Write out only the tail of the records, beginning at the line containing "of the green" and including the last line, exactly as written.

[Location labeling records]
┄┄┄┄┄┄

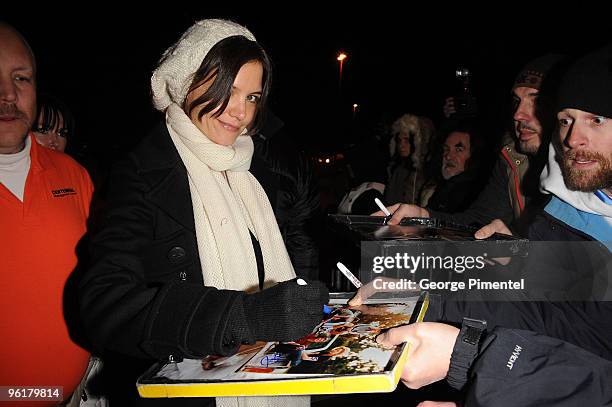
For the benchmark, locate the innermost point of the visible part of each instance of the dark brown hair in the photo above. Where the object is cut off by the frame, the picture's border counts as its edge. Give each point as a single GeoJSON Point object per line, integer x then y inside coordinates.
{"type": "Point", "coordinates": [223, 62]}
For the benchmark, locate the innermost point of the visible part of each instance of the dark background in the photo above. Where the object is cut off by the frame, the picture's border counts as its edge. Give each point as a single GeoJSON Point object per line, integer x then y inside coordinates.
{"type": "Point", "coordinates": [98, 57]}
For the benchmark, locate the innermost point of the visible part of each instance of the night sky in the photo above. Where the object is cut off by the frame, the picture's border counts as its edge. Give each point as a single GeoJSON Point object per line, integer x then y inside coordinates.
{"type": "Point", "coordinates": [99, 59]}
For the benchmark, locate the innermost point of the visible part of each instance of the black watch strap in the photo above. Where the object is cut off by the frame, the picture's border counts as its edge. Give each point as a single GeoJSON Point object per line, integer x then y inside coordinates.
{"type": "Point", "coordinates": [465, 351]}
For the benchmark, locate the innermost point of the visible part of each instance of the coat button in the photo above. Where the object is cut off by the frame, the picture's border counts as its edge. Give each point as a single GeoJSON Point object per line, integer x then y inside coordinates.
{"type": "Point", "coordinates": [176, 254]}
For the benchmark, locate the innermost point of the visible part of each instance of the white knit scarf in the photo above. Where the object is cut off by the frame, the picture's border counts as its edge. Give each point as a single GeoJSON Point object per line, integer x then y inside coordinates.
{"type": "Point", "coordinates": [228, 202]}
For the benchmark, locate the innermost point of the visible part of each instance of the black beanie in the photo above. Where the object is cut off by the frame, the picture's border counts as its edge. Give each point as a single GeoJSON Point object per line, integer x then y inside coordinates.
{"type": "Point", "coordinates": [533, 73]}
{"type": "Point", "coordinates": [587, 85]}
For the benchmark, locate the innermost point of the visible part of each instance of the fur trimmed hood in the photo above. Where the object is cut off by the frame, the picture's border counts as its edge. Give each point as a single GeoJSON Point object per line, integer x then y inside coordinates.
{"type": "Point", "coordinates": [422, 131]}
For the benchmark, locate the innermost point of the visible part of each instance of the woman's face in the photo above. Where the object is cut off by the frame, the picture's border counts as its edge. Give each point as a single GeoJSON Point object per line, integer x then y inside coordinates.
{"type": "Point", "coordinates": [54, 138]}
{"type": "Point", "coordinates": [240, 111]}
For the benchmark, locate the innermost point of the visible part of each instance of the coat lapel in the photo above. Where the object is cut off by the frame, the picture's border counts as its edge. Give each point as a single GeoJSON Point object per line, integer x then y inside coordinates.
{"type": "Point", "coordinates": [162, 168]}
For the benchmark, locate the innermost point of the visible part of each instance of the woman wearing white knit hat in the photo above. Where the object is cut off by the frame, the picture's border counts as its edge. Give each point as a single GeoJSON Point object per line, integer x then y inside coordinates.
{"type": "Point", "coordinates": [191, 261]}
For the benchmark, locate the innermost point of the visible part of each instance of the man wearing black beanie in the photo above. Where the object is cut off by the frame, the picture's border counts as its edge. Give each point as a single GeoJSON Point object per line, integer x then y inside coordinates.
{"type": "Point", "coordinates": [511, 196]}
{"type": "Point", "coordinates": [542, 353]}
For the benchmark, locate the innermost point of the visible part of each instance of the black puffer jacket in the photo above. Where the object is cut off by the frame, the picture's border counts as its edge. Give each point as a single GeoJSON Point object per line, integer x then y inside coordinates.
{"type": "Point", "coordinates": [584, 323]}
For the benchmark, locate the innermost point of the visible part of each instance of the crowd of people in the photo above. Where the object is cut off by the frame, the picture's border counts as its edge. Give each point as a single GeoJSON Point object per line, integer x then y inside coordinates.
{"type": "Point", "coordinates": [207, 223]}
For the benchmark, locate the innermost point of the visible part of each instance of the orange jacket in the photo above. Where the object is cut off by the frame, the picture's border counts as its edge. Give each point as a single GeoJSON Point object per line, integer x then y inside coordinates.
{"type": "Point", "coordinates": [37, 254]}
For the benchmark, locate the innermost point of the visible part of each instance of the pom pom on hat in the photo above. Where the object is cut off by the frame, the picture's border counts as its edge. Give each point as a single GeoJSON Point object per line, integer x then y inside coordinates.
{"type": "Point", "coordinates": [587, 84]}
{"type": "Point", "coordinates": [173, 76]}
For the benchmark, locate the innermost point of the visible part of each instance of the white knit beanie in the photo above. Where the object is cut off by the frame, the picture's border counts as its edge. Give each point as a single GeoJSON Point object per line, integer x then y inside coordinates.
{"type": "Point", "coordinates": [171, 80]}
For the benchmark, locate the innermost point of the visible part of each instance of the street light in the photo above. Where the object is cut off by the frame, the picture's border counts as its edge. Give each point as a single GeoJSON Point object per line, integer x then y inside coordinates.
{"type": "Point", "coordinates": [341, 57]}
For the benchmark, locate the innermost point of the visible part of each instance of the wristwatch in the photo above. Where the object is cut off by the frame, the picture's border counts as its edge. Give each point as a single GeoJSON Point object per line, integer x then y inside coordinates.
{"type": "Point", "coordinates": [465, 351]}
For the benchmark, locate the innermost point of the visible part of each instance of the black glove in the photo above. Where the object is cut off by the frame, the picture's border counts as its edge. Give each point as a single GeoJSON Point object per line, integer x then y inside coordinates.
{"type": "Point", "coordinates": [286, 311]}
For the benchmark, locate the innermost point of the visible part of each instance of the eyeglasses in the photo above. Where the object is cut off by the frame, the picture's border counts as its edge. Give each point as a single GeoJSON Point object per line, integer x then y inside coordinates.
{"type": "Point", "coordinates": [63, 132]}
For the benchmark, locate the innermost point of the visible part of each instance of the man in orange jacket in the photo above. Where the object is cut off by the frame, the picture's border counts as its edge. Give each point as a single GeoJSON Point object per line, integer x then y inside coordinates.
{"type": "Point", "coordinates": [44, 205]}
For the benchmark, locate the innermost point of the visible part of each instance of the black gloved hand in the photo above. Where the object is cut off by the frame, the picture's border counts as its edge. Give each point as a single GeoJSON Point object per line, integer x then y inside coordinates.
{"type": "Point", "coordinates": [286, 311]}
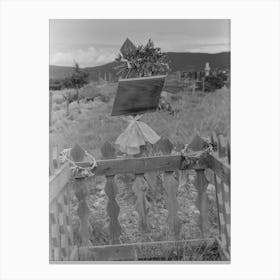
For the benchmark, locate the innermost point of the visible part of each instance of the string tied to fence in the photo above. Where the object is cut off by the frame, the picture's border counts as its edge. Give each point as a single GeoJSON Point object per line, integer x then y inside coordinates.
{"type": "Point", "coordinates": [79, 171]}
{"type": "Point", "coordinates": [193, 156]}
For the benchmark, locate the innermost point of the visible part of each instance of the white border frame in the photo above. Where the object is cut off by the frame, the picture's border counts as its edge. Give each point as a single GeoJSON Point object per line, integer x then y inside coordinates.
{"type": "Point", "coordinates": [255, 137]}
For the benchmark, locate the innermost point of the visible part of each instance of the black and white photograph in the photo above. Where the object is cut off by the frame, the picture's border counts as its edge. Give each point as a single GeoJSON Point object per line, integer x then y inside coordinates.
{"type": "Point", "coordinates": [139, 140]}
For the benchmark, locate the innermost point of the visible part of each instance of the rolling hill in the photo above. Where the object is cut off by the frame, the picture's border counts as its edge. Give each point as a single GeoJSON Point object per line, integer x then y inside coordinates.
{"type": "Point", "coordinates": [178, 62]}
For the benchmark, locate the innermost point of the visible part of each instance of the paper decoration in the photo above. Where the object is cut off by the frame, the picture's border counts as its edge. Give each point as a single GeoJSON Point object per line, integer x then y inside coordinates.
{"type": "Point", "coordinates": [136, 134]}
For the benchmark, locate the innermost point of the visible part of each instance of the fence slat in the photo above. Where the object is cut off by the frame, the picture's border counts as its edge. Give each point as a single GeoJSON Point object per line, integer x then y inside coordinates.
{"type": "Point", "coordinates": [171, 187]}
{"type": "Point", "coordinates": [214, 140]}
{"type": "Point", "coordinates": [221, 146]}
{"type": "Point", "coordinates": [228, 151]}
{"type": "Point", "coordinates": [202, 200]}
{"type": "Point", "coordinates": [63, 230]}
{"type": "Point", "coordinates": [55, 234]}
{"type": "Point", "coordinates": [139, 187]}
{"type": "Point", "coordinates": [113, 210]}
{"type": "Point", "coordinates": [51, 167]}
{"type": "Point", "coordinates": [222, 212]}
{"type": "Point", "coordinates": [83, 212]}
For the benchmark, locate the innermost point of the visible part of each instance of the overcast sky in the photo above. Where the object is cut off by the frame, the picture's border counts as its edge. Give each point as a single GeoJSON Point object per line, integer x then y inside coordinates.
{"type": "Point", "coordinates": [96, 42]}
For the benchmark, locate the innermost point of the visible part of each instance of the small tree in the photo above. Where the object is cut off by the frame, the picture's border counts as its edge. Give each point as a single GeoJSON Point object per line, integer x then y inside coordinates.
{"type": "Point", "coordinates": [77, 80]}
{"type": "Point", "coordinates": [142, 61]}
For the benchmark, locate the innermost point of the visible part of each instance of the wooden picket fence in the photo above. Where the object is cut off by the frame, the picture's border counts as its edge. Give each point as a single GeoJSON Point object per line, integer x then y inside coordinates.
{"type": "Point", "coordinates": [62, 247]}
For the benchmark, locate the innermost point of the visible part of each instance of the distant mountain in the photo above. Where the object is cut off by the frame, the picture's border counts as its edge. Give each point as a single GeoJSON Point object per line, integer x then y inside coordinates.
{"type": "Point", "coordinates": [196, 61]}
{"type": "Point", "coordinates": [178, 62]}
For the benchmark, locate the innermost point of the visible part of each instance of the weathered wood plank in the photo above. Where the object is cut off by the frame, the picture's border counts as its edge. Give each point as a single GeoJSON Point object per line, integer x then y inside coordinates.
{"type": "Point", "coordinates": [55, 233]}
{"type": "Point", "coordinates": [63, 229]}
{"type": "Point", "coordinates": [226, 208]}
{"type": "Point", "coordinates": [137, 96]}
{"type": "Point", "coordinates": [171, 186]}
{"type": "Point", "coordinates": [139, 165]}
{"type": "Point", "coordinates": [58, 181]}
{"type": "Point", "coordinates": [50, 108]}
{"type": "Point", "coordinates": [139, 187]}
{"type": "Point", "coordinates": [202, 200]}
{"type": "Point", "coordinates": [214, 140]}
{"type": "Point", "coordinates": [142, 251]}
{"type": "Point", "coordinates": [221, 146]}
{"type": "Point", "coordinates": [83, 212]}
{"type": "Point", "coordinates": [113, 210]}
{"type": "Point", "coordinates": [220, 167]}
{"type": "Point", "coordinates": [222, 214]}
{"type": "Point", "coordinates": [228, 151]}
{"type": "Point", "coordinates": [51, 167]}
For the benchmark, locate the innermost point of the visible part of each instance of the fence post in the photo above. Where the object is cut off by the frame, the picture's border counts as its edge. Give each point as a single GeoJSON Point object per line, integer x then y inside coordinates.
{"type": "Point", "coordinates": [111, 190]}
{"type": "Point", "coordinates": [202, 202]}
{"type": "Point", "coordinates": [201, 184]}
{"type": "Point", "coordinates": [85, 230]}
{"type": "Point", "coordinates": [67, 107]}
{"type": "Point", "coordinates": [50, 108]}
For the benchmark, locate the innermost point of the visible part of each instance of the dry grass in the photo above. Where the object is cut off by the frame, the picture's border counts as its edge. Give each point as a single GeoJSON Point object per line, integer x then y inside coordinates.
{"type": "Point", "coordinates": [198, 113]}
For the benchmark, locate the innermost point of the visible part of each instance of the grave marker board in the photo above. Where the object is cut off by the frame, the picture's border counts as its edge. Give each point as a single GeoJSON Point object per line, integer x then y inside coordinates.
{"type": "Point", "coordinates": [138, 95]}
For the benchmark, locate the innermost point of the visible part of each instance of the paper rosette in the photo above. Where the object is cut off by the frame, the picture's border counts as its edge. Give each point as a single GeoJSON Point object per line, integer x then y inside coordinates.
{"type": "Point", "coordinates": [135, 135]}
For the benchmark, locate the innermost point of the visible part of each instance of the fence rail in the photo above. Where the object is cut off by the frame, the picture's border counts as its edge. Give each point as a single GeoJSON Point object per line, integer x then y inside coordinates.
{"type": "Point", "coordinates": [62, 247]}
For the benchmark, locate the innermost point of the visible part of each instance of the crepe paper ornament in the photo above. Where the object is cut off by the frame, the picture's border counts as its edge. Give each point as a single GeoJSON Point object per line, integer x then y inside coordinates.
{"type": "Point", "coordinates": [135, 135]}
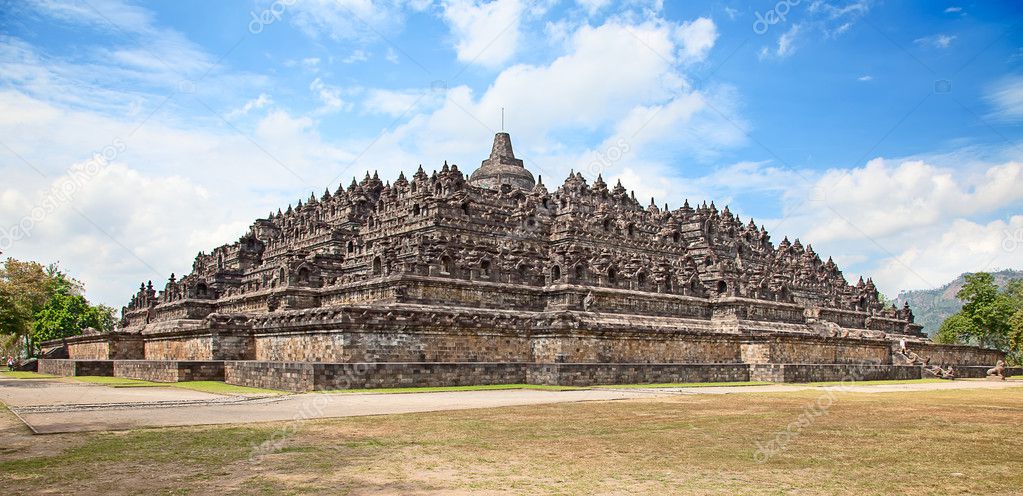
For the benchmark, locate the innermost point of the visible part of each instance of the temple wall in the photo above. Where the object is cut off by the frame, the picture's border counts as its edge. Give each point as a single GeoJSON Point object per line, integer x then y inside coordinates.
{"type": "Point", "coordinates": [70, 367]}
{"type": "Point", "coordinates": [97, 350]}
{"type": "Point", "coordinates": [635, 349]}
{"type": "Point", "coordinates": [190, 347]}
{"type": "Point", "coordinates": [815, 350]}
{"type": "Point", "coordinates": [389, 346]}
{"type": "Point", "coordinates": [943, 355]}
{"type": "Point", "coordinates": [169, 370]}
{"type": "Point", "coordinates": [325, 376]}
{"type": "Point", "coordinates": [619, 373]}
{"type": "Point", "coordinates": [105, 347]}
{"type": "Point", "coordinates": [811, 372]}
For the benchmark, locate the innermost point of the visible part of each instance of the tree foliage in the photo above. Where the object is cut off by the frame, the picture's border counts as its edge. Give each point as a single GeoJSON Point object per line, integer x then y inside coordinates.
{"type": "Point", "coordinates": [40, 303]}
{"type": "Point", "coordinates": [989, 317]}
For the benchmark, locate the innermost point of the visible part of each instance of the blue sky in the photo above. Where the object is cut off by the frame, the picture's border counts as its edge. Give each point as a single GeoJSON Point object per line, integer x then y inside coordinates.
{"type": "Point", "coordinates": [886, 134]}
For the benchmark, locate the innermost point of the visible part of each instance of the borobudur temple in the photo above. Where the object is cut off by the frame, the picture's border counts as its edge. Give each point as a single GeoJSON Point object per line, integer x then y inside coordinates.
{"type": "Point", "coordinates": [439, 279]}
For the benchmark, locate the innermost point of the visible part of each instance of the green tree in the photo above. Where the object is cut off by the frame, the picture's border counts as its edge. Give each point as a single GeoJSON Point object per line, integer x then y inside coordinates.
{"type": "Point", "coordinates": [955, 329]}
{"type": "Point", "coordinates": [25, 289]}
{"type": "Point", "coordinates": [68, 313]}
{"type": "Point", "coordinates": [989, 317]}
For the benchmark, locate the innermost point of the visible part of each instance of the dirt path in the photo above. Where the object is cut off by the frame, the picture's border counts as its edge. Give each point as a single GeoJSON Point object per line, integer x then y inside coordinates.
{"type": "Point", "coordinates": [50, 406]}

┄┄┄┄┄┄

OUTPUT FOR THIS TASK =
For the benchmark, locate the innermost point of the visible part of each instance of the green tree in the photo above. Where the object is cut off by the frame, the picture's border counts as its edge. Give each point as a single GeoJSON Point object per line, integer x then y inside coordinates.
{"type": "Point", "coordinates": [955, 329]}
{"type": "Point", "coordinates": [25, 289]}
{"type": "Point", "coordinates": [68, 313]}
{"type": "Point", "coordinates": [989, 317]}
For the benchmark, locate the innermost point of the visible part of each instance of the dirt path in the photo above. Where the object is cut off by the frame, the picture's border counts as its edge. Give each point as a single GeoJSON Point object per line, integer x then y inside coordinates.
{"type": "Point", "coordinates": [50, 406]}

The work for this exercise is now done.